### Provided passage
- Theatrical release poster
- Directed by: Howard Zieff
- Written by: Jon Connolly David Loucka
- Produced by: Christopher W. Knight
- Starring: Michael Keaton; Christopher Lloyd; Peter Boyle; Stephen Furst; Lorraine Bracco;
- Cinematography: Adam Holender
- Edited by: Carroll Timothy O'Meara
- Music by: David McHugh
- Production company: Imagine Entertainment
- Distributed by: Universal Pictures
- Release date: April 7, 1989;
- Running time: 113 minutes
- Country: United States
- Language: English
- Budget: $14 million
- Box office: $28,890,240 (USA)

= The Dream Team (1989 film) =

1989 film by Howard Zieff

The Dream Team is a 1989 American comedy drama film directed by Howard Zieff and produced by Christopher W. Knight for Imagine Entertainment and Universal Pictures. It stars Michael Keaton, Christopher Lloyd, Peter Boyle and Stephen Furst as mental-hospital inpatients who are left unsupervised in New York City during a field trip gone awry. Jon Connolly and David Loucka wrote the screenplay.

==Plot==
Dr. Jeff Weitzman is a psychiatrist working in a sanitarium in New Jersey. His primary patients are Billy, Henry, Jack and Albert. Billy has the most mental capacity of the group and is their de facto leader, though he is a pathological liar with violent tendencies. Henry has OCD and has deluded himself into thinking he is one of the doctors at the hospital, often walking around with a clipboard, lab coat and stethoscope. Jack is a former advertising executive who believes he is Jesus Christ. Finally, Albert is a man-child who can only communicate using baseball terminology, particularly from former ball player and commentator Phil Rizzuto.

Convinced that his patients need a change of scenery, Dr. Weitzman persuades the administration to allow him to take them to a baseball game at Yankee Stadium. Unfortunately, he accidentally encounters two corrupt cops just as they murder another officer. The doctor then gets knocked unconscious trying to get away and is put in the hospital. The group is now stranded in New York City, forced to cope with a place which is often more bizarre than their sanitarium.

### Study material
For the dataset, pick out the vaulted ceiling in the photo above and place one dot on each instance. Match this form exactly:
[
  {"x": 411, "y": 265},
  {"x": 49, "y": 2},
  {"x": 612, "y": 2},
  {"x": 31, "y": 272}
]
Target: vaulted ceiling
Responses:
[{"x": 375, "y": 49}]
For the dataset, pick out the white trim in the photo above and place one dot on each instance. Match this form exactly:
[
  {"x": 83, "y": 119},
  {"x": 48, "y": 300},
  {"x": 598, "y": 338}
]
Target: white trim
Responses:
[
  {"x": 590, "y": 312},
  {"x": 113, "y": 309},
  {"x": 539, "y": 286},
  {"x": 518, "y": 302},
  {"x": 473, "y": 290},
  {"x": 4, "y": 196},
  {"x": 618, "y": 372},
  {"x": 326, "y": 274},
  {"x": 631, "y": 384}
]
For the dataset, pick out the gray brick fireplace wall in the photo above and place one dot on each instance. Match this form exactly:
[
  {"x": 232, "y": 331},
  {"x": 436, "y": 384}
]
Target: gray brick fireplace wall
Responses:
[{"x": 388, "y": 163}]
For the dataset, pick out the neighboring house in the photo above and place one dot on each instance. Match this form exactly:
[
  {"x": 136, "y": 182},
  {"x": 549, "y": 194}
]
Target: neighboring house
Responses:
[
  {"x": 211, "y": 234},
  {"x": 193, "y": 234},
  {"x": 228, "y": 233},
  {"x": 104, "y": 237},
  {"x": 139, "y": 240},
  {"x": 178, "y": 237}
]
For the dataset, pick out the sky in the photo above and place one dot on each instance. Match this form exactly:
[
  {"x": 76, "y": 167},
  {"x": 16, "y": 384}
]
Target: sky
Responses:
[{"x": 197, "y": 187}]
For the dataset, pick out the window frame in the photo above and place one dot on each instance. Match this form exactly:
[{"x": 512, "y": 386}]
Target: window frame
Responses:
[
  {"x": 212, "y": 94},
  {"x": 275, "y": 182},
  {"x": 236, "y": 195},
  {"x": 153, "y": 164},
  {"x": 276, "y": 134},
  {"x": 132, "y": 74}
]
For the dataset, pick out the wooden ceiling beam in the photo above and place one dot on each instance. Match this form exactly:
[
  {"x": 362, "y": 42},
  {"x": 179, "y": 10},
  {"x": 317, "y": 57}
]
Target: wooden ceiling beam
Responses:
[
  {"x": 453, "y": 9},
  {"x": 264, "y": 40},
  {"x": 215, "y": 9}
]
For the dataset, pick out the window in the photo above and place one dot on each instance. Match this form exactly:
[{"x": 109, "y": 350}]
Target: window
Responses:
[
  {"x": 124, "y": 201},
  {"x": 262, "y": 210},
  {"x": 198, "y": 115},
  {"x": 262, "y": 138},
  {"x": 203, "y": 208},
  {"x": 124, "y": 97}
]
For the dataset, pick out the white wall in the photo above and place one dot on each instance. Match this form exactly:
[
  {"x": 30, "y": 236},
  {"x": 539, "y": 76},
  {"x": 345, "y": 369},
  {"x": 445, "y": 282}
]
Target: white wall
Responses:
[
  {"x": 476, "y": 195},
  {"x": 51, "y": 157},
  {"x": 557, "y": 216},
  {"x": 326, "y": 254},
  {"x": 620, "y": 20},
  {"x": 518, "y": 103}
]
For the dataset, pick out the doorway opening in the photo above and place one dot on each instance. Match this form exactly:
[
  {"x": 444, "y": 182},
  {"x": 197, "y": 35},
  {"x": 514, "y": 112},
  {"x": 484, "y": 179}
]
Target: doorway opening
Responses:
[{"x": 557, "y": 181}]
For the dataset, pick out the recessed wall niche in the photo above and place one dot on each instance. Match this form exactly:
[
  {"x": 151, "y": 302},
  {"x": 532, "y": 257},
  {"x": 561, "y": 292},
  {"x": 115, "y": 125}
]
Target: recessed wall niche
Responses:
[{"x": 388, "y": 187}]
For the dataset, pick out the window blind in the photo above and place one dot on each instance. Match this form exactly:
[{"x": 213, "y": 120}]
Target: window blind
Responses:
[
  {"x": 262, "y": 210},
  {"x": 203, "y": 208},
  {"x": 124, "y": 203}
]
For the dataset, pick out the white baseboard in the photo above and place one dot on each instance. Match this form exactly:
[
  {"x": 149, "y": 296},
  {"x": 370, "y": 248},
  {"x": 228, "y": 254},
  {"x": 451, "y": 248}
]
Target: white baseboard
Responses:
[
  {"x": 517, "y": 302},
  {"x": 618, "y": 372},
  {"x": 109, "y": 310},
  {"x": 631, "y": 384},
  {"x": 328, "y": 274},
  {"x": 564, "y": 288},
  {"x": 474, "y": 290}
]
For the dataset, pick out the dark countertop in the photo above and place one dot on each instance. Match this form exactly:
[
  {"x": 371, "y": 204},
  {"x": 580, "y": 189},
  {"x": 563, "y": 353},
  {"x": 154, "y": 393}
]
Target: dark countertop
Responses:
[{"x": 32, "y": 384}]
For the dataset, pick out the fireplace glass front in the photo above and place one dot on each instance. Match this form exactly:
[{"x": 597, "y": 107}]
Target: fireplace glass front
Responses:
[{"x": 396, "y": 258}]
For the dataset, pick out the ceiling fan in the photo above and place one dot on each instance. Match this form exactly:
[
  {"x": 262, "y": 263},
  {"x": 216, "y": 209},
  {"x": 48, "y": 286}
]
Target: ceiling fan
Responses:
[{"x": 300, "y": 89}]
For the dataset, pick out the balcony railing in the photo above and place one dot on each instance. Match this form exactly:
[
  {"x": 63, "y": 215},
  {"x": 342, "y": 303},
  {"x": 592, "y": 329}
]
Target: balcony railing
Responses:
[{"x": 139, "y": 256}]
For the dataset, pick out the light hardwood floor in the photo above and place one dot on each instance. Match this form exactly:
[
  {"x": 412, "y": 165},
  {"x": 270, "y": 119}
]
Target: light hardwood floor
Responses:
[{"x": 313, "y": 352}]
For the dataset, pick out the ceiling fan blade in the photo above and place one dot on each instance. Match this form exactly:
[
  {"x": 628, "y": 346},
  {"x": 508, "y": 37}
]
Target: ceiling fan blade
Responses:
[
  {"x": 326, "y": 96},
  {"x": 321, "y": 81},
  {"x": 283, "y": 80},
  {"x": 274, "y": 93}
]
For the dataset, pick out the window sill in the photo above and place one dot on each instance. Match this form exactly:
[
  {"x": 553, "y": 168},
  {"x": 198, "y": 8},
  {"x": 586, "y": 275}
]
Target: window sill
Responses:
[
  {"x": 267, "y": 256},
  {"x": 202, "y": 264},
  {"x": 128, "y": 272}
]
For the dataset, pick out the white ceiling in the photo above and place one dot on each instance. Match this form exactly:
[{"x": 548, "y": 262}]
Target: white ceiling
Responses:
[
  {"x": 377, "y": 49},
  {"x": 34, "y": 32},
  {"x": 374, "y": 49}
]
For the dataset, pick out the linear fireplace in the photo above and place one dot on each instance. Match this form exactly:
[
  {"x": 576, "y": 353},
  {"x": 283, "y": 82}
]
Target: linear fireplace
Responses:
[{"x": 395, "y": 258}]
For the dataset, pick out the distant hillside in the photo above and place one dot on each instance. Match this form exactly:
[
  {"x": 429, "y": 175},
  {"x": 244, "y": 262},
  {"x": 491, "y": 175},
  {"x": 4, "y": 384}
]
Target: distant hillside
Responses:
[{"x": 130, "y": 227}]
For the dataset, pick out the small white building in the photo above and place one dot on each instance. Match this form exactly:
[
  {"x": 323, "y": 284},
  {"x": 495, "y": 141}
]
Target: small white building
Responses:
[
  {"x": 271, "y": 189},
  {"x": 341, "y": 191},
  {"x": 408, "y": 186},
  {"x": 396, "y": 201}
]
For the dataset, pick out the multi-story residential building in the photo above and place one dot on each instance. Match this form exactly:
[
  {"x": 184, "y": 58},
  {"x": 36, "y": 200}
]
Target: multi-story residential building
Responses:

### Task A
Answer these questions from the Dream Team film article:
(i) Who directed the film?
(ii) Where does Dr. Weitzman persuade the administration to let him take his patients?
(iii) What was the film's budget?
### Task B
Repeat the part of the Dream Team film article that opens with the words "Convinced that his" and closes with "than their sanitarium.".

### Task solution A
(i) Howard Zieff
(ii) To a baseball game at Yankee Stadium
(iii) $14 million

### Task solution B
Convinced that his patients need a change of scenery, Dr. Weitzman persuades the administration to allow him to take them to a baseball game at Yankee Stadium. Unfortunately, he accidentally encounters two corrupt cops just as they murder another officer. The doctor then gets knocked unconscious trying to get away and is put in the hospital. The group is now stranded in New York City, forced to cope with a place which is often more bizarre than their sanitarium.